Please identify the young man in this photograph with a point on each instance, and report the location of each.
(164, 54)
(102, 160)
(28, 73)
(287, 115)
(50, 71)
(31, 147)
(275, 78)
____
Job: Rewrite all of the rows above as a numbered list, omitting any blank lines.

Problem solution:
1. Please identify the young man in this photograph with a point on each instance, and report the location of each.
2. (164, 54)
3. (102, 160)
4. (28, 73)
5. (287, 115)
6. (50, 71)
7. (31, 147)
8. (275, 78)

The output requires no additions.